* Start GIVEN RECORDS *

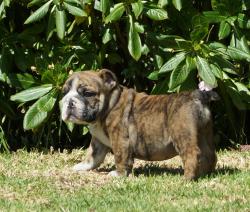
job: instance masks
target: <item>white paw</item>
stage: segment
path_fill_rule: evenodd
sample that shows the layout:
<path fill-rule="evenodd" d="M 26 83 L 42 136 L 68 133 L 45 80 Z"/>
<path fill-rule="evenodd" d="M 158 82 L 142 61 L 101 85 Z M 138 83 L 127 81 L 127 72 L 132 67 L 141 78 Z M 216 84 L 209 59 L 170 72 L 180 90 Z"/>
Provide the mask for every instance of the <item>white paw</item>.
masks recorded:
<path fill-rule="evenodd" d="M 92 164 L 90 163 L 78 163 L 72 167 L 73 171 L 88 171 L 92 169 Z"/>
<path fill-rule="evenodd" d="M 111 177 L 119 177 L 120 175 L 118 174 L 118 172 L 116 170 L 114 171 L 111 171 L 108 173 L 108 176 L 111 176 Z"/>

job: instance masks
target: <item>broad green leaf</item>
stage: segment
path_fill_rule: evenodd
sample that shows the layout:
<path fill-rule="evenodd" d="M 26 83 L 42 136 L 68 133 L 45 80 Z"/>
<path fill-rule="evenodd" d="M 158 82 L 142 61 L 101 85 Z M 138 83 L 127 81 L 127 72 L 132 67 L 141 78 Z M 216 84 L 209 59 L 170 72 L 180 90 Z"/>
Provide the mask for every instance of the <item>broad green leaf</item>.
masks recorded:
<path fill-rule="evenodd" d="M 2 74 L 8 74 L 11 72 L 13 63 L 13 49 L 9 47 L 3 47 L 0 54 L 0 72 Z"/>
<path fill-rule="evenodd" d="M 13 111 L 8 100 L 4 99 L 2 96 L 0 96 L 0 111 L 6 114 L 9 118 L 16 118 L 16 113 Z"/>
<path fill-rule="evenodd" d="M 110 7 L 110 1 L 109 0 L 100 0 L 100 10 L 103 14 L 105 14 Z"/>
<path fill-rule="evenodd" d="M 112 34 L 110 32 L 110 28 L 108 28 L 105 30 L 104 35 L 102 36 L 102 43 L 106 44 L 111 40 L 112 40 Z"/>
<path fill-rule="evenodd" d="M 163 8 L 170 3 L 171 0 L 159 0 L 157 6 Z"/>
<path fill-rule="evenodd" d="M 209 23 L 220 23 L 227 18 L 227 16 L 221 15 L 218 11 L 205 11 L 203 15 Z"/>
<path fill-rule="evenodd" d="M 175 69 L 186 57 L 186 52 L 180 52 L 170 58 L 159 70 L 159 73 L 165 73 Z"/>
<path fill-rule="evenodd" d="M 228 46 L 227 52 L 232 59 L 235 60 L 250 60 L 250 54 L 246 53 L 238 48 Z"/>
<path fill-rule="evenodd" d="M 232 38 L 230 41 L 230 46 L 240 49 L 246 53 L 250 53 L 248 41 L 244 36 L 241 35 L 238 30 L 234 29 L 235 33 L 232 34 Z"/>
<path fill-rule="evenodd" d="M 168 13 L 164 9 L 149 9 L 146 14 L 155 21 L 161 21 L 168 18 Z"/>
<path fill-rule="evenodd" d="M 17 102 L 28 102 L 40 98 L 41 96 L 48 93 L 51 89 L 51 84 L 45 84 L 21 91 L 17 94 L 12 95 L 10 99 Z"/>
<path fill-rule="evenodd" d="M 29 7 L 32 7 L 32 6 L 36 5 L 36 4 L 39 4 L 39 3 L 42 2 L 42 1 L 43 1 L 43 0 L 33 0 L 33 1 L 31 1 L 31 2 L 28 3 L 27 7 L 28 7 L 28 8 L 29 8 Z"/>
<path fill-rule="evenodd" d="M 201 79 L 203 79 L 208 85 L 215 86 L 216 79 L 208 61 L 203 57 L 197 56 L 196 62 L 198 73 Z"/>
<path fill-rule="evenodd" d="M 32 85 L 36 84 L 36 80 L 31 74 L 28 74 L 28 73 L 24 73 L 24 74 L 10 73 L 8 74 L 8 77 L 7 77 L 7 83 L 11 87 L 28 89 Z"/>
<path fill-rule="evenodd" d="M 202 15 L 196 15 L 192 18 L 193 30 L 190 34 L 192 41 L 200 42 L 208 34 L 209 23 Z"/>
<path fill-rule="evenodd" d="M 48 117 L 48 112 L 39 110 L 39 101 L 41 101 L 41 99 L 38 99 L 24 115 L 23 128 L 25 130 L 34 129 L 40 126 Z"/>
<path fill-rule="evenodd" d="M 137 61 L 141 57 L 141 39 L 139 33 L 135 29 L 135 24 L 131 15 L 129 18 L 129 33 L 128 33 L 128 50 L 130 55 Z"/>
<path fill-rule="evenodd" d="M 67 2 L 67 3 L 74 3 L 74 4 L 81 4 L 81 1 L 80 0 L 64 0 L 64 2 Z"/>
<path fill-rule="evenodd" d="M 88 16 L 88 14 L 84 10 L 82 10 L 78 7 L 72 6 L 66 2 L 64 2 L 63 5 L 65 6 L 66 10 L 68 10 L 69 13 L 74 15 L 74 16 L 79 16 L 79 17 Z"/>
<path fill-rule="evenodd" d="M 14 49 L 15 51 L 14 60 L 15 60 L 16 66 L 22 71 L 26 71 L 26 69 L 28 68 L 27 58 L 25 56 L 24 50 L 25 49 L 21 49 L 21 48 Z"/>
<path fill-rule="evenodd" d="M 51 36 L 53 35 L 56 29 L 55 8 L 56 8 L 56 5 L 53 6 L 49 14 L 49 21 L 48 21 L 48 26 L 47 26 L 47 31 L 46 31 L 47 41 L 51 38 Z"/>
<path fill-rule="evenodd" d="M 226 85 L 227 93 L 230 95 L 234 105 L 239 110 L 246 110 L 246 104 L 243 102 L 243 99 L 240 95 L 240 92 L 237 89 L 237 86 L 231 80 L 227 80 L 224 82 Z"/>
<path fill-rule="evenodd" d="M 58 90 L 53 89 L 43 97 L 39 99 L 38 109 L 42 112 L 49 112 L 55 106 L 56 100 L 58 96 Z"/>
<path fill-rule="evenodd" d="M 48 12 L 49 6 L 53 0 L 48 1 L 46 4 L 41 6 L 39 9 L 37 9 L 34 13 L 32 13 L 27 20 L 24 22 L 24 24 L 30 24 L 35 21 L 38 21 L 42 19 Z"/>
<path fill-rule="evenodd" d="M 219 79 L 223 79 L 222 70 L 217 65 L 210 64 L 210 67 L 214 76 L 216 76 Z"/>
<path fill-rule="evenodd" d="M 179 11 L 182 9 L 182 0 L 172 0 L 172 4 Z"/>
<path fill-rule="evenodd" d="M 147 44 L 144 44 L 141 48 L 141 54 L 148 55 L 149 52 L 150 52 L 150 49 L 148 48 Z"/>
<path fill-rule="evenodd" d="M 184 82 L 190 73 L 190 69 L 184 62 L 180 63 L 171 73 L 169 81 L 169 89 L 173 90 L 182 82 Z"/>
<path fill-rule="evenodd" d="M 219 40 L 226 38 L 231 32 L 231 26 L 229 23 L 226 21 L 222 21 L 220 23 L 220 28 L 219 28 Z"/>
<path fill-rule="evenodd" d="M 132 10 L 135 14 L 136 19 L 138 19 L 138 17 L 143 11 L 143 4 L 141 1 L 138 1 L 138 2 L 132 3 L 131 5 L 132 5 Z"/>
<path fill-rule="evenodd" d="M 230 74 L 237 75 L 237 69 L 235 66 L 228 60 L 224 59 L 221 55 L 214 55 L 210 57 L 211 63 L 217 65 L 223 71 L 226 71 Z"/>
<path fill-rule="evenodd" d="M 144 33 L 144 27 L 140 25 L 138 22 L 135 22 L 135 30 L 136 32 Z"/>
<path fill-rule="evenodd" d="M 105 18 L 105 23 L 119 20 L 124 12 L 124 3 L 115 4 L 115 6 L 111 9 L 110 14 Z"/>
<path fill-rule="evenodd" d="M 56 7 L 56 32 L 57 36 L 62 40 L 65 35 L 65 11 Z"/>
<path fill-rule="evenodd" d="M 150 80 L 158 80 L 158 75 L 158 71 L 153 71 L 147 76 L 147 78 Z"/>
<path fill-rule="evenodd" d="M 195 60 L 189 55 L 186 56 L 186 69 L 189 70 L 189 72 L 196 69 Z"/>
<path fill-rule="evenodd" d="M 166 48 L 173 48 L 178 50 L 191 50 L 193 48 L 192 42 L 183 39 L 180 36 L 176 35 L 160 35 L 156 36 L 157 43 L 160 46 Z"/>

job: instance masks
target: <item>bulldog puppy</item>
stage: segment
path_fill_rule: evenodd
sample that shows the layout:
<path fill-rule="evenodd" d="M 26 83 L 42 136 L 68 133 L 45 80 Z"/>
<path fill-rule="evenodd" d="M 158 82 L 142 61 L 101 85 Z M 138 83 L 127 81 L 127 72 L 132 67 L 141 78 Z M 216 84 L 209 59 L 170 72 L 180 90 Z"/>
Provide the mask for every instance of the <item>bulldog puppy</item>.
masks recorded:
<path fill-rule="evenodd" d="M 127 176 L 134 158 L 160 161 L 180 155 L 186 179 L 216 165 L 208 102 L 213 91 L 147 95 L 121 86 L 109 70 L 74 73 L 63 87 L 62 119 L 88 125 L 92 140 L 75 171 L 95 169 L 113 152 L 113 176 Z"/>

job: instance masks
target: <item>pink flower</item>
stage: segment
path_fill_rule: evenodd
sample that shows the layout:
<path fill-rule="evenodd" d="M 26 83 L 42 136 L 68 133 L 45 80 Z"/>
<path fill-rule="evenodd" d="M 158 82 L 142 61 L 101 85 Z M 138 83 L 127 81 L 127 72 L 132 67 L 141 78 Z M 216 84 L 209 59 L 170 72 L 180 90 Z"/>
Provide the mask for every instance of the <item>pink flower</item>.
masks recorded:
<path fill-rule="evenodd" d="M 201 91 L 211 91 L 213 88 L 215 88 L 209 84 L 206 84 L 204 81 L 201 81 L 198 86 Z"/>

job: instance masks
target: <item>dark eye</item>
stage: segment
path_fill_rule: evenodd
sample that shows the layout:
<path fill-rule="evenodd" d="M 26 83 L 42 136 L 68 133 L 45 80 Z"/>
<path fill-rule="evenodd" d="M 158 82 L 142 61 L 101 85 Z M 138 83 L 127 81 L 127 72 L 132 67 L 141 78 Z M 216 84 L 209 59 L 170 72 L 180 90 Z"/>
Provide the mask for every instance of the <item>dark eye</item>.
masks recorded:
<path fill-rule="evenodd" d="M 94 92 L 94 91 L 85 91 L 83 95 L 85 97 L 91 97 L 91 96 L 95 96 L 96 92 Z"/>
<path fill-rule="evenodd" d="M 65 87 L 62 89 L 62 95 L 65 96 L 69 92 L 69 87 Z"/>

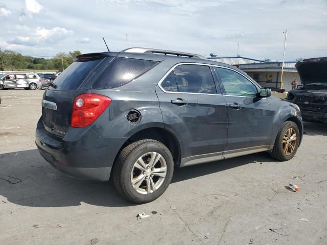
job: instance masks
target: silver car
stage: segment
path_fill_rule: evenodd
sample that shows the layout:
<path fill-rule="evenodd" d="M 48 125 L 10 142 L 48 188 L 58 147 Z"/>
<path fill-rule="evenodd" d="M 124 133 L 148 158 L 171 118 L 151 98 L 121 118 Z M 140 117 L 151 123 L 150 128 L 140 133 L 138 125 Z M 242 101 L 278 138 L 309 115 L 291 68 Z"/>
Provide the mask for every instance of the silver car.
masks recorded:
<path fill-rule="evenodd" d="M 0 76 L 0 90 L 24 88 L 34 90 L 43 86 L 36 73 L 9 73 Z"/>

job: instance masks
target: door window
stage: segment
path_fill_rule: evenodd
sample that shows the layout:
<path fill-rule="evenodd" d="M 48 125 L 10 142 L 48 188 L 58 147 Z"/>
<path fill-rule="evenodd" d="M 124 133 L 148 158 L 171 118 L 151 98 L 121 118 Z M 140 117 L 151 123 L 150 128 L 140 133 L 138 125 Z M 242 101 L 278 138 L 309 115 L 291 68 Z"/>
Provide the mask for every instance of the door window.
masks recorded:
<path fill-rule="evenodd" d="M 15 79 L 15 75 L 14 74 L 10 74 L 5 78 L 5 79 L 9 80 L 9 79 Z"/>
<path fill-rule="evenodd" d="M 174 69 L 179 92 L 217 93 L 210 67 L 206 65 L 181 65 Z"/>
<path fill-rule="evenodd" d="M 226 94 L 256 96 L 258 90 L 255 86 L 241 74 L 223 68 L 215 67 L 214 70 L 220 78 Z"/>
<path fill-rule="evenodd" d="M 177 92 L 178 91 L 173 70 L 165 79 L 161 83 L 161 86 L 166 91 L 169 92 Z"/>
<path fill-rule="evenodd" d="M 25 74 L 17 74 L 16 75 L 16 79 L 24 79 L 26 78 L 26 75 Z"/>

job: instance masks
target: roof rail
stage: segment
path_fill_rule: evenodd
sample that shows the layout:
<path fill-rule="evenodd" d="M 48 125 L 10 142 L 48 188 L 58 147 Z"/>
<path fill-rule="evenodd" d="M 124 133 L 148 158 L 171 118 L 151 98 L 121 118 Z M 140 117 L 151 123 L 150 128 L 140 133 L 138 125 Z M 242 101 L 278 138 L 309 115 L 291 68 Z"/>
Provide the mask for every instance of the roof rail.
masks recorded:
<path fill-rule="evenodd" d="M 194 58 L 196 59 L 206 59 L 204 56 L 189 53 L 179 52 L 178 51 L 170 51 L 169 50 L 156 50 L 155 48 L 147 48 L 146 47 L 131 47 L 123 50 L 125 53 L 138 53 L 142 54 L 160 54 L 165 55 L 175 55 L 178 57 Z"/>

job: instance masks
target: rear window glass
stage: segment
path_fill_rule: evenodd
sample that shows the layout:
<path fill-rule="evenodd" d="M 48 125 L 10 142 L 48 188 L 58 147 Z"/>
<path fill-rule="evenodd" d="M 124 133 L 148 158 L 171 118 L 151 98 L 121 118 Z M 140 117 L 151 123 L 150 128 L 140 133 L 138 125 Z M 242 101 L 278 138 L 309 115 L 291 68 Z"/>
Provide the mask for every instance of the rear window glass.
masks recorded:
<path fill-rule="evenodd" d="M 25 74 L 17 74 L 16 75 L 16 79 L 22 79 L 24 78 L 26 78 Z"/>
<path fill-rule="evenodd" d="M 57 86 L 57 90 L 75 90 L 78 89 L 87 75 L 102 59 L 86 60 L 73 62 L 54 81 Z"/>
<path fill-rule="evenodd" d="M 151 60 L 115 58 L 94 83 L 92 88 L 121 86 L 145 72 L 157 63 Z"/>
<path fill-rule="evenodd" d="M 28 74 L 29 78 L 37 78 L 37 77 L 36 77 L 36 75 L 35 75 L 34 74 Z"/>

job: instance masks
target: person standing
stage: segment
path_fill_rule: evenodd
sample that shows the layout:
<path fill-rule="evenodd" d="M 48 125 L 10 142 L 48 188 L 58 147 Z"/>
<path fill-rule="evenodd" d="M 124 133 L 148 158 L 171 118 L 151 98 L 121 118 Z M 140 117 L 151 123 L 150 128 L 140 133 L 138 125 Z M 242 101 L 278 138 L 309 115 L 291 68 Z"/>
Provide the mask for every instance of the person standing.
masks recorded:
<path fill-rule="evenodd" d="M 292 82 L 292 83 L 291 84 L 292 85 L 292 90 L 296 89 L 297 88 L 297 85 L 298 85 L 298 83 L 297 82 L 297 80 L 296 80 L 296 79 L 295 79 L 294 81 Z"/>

* End GIVEN RECORDS *

How many lines of the data above contain the word "window"? Case counts; reply with the number alone.

| FULL ANSWER |
4